Task inputs
## START

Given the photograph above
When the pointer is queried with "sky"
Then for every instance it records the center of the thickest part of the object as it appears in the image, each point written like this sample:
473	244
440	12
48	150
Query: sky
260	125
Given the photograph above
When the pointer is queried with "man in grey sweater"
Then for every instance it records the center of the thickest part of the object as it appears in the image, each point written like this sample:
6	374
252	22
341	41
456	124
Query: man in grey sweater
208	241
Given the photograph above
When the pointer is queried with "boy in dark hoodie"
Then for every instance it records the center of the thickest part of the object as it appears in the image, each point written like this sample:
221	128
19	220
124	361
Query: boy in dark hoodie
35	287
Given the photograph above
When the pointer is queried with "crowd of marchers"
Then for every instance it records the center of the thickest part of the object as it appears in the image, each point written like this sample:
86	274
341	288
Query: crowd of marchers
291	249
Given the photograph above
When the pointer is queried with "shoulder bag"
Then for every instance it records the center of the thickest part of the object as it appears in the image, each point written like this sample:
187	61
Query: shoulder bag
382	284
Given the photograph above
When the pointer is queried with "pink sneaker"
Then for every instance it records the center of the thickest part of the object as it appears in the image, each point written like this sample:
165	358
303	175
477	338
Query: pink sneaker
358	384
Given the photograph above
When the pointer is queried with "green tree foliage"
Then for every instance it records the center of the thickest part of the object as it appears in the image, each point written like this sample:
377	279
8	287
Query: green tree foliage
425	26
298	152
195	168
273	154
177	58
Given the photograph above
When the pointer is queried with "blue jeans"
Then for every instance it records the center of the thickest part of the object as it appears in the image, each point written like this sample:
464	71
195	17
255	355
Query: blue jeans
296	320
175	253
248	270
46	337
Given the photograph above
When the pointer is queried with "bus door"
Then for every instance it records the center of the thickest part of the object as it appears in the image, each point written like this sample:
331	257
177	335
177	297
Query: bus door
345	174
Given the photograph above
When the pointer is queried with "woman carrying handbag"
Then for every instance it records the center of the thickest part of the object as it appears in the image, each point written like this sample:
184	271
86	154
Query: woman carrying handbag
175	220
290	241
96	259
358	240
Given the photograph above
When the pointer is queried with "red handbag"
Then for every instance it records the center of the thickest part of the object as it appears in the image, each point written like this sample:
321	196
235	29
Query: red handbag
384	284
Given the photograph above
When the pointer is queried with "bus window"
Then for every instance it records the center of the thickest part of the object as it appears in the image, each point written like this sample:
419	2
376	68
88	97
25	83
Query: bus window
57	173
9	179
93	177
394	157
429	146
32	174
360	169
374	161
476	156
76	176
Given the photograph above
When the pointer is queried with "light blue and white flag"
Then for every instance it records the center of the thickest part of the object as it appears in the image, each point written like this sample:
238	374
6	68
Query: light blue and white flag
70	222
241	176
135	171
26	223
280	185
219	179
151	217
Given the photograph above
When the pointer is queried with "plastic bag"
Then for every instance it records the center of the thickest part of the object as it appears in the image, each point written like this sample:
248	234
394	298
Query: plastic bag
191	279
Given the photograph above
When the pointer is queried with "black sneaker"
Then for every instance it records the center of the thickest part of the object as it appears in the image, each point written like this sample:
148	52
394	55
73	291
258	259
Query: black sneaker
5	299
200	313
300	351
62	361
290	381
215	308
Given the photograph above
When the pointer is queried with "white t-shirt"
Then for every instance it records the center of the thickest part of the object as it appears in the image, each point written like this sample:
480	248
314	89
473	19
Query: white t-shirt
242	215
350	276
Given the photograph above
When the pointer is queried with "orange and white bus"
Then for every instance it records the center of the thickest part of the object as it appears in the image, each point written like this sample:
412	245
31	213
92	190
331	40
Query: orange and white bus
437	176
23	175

## END

Problem requirements
Write out every line exactly as it stands.

Solution to the problem
Given the photograph above
When the pointer is queried with "sky"
Then for every instance it records the center of the thickest part of the object as it appears in the image, each point written like this sample:
473	244
440	12
48	150
Query: sky
260	125
Given the photograph above
When the pointer is queried with "man in grey sweater"
Then for every instance it records the center of the thickest part of the object as it appears in the image, each point written like this sample:
6	374
252	22
341	41
456	124
Query: man in grey sweater
208	241
Given the photograph above
When the pointer is queried with "boy in dark hoodie"
Then for every instance it records the center of the thickest part of the object as it appears in the image, each point written like this sample:
221	128
19	220
124	361
Query: boy in dark hoodie
35	287
Given the photograph above
When the pointer is queried with "crowd of marchers"
Then for every instance it records the center of the thickest part of the object as it appears in the image, each point written like this sample:
86	274
341	288
Query: crowd of marchers
291	249
Given the photograph above
When the pointer is queried with "shoulder bag"
Then for every instance it records the center of the thickest part of the object as it appears in the image, each point written like this sample:
187	61
Query: shoulder bag
382	284
Given the photograph above
When the pointer is queried with "pink sneaker"
Then for every instance it records the center of the thickest part of the object as it appears in the image, each point written like this sample:
165	358
303	175
477	338
Query: pink sneaker
358	384
Given the photograph above
When the pointer is queried with "green tree foliage"
Then for every instance it records the center of the thickest part of the object as it appears in the image, each point written like this sample:
377	279
8	287
Query: green tree foliage
425	26
298	152
195	168
273	154
177	58
Given the photograph above
When the pointer is queried with "blue jeans"
Then for every instance it records the center of the thickest part of the object as it appears in the image, each point written like this sample:
464	71
195	17
255	355
Query: blue jeans
296	320
175	253
248	270
46	337
Given the photograph above
When the pointer is queried with "bus door"
Then for every instance it records the center of the thickest part of the object as it appears in the image, each point written like this sample:
331	257
177	335
177	297
Query: bus door
345	174
Given the photograph above
When the pointer is queried with "woman carrying handbag"
Then for every instance it records the center of the thickest part of the object as it appears in the image, each point written like this sample:
184	271
86	154
Query: woman carrying handbag
175	220
290	241
96	259
358	240
Given the photograph above
When the pointer is queried with "red handbag"
Then for every instance it records the center of the thickest part of the object as it appears in the image, each point written like this sample:
321	196
235	29
Query: red handbag
384	284
Given the photograph above
When the pointer is queried with "bus window"
Then for every instance it records the center of the thickest part of the object as it appears in the image, each point written like this sample:
419	2
376	68
88	97
25	83
Query: bus window
57	173
9	179
93	177
394	157
429	146
32	174
360	169
374	161
476	156
76	176
Given the photograph above
When the pointer is queried with "light blue and white flag"
Then for every instance it records the center of the thickest part of the object as it appears in the image, each point written like this sample:
238	374
6	68
Query: light blue and white flag
70	222
241	176
135	171
26	223
280	185
219	179
151	217
Given the photograph above
When the pointer is queried with "plastic bag"
Then for every instance it records the center of the thickest part of the object as it appears in the image, each point written like this sample:
248	234
394	298
Query: plastic bag
191	279
Given the photograph above
When the pointer is queried with "black sneaker"
Then for every instance it records the center of the thickest part of the object as it appears in the image, each point written like this sample:
148	52
394	55
73	291
258	259
Query: black sneaker
5	299
200	313
300	351
62	361
290	381
215	308
Given the photograph above
When the pointer is queried with "white t-shirt"
Then for every instance it records the center of the thickest part of the object as it appears in the image, each point written like this sample:
480	248
314	89
473	19
Query: white t-shirt
242	215
350	276
Given the photograph above
When the pointer is queried with "orange and white bus"
Then for every instance it records the center of the thickest part of the object as it appears in the image, each point written like this sample:
412	245
31	213
92	190
331	40
Query: orange and white bus
437	176
23	175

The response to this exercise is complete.